After four flights through the plumes, the Cassini instruments were able to characterize the particles: 91 percent water and 9 percent other materials, including carbon dioxide, salt, ammonia, and methane, with a few trace minerals like silicates and possibly phosphorus. This leads into our discussion of habitability for Enceladus. I’ll share the same factors I listed for Titan.

Magnetic field. Enceladus is well within Saturn’s magnetosphere, reducing its exposure to damaging solar radiation to benign levels, although some galactic cosmic rays and energetic charged particles within the magnetosphere could impinge on the surface.

Temperature. The surface is -330°F (-201°C), but a subsurface ocean implies suitable temperatures for life 30-40 km below the icy crust.

Atmosphere. Without an atmosphere to speak of, any putative biological activity would be confined to its ocean. For the same reason, weather at Enceladus is not an issue, and the surface is not considered a habitat for life by astrobiologists.

Interior. Based on its measured density, Enceladus has a core of silicates and ices. Most likely it would be lacking iron and other heavy elements required for life as we know it.

Water. The moon has plenty of H2O in solid and probably liquid form, but it is likely salty, which could inhibit the formation of biopolymers.

Carbon. CO2 was detected in the geyser plumes, making up about 3.2 percent. Additionally, 1.6 percent methane (CH4) was detected, along with other hydrocarbons like acetylene and propane. Some carbon-nitrogen compounds like HCN and possible amines (R-NH2 compounds) were detected, as well as ammonia (NH3), in quantities less than 1 percent (source).

▶ [Data records]

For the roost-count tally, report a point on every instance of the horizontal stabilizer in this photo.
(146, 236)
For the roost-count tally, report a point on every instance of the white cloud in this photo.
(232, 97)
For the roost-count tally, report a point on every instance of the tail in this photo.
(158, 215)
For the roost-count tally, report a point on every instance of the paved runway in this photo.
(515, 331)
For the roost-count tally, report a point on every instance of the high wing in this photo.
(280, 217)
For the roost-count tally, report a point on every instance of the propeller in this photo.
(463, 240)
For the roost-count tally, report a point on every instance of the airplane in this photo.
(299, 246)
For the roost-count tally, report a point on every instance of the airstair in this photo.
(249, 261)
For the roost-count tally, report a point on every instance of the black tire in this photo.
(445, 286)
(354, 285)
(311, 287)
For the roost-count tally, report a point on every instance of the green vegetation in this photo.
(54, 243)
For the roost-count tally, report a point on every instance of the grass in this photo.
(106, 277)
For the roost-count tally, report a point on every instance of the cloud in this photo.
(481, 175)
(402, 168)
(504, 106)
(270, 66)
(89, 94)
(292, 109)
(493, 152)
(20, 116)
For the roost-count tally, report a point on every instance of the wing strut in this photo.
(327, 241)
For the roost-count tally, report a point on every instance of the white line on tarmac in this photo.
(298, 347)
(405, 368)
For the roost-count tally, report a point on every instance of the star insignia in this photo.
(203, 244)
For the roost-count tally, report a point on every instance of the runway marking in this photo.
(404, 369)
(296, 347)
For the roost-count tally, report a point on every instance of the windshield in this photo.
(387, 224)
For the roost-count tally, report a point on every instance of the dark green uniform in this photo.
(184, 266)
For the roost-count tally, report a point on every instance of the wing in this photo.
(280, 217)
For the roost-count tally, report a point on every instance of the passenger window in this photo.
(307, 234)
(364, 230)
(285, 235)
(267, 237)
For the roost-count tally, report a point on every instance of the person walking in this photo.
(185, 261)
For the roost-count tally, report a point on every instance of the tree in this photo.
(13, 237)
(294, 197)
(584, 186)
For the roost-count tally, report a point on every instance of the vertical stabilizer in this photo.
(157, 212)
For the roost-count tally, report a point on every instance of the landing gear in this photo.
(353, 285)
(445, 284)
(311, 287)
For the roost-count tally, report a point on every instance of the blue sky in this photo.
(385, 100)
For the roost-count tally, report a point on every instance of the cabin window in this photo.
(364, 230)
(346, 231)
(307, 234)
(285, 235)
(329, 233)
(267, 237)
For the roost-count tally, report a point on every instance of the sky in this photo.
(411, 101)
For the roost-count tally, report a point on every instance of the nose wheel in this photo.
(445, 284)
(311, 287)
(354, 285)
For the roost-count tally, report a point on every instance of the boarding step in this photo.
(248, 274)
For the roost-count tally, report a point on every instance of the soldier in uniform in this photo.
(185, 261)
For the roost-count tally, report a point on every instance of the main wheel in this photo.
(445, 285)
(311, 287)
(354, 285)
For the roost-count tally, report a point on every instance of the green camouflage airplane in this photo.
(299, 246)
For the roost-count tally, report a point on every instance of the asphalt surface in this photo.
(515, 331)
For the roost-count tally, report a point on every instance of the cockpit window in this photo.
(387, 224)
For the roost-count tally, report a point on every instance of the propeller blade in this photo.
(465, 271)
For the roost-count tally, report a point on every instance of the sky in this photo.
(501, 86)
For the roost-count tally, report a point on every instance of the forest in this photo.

▶ [Problem statement] Continue the text on Enceladus's habitability from the point where it stops.

▶ [Result below]
Elemental composition. Characterizing the non-water molecular cupboard at Enceladus was tricky, but the Ultraviolet Imaging Subsystem (UVIS), Ion and Neutral Mass Spectrometer (INMS), and CDA instruments detected salts, implying sodium chloride (NaCl) and maybe potassium (K). Claims of phosphorus detection in the plume data were announced in 2023, making astrobiologists excited because phosphorus is an essential element for nucleic acids and metabolic proteins in all Earth organisms, and can be a limiting factor for biology. Other elements might be delivered by meteorites but would be highly unlikely to reach 30 km down to the subsurface ocean where needed.

Astrobiologists boast of the possibility of amino acids forming at Enceladus, but the lack of elements beyond those detected (C, H, O, N, Na, and P) severely limits the plausibility of life. The simplest microbes on Earth require S, Fe, Mn, Ni, Zn, Cu, and Co for metabolic enzymes and cofactors beyond the common CHON elements and P. As Catherine Neish said as quoted in my previous article, “Titan is the most organic-rich icy moon in the Solar System, so if its subsurface ocean is not habitable, it does not bode well for the habitability of other known icy worlds.” Unless one can envision life made of water, salt, methane, ammonia, and cyanide, the excitement of possible life at Enceladus seems vastly overblown. Except for water and salt, the other required molecules would likely be at prohibitively low concentrations in a cool brine.

Well, Get Excited Anyway

This hasn’t quenched the enthusiasm of astrobiologists like those at the University of Stuttgart who built an apparatus to see whether existing chains of amino acids (on Earth) could survive launch through the pressures found in the Enceladus plumes.

A research team publishing in Science Advances assured the astrobiology community that bacterial counterparts could be detected within a single ice grain issuing from the geyser vents, “even if an ice grain contains much less than one cell.” 

If astrobiology keeps the funding coming for missions to the outer planets, so be it. The probability is exceedingly low that they will find life at Enceladus. Most likely new data will further constrain the extremely narrow conditions for life that we have in abundance on Earth. That would be useful knowledge to have for intelligent design advocates. But until astrobiologists have evidence, I prefer to rearrange the letters to call it bio-astrology.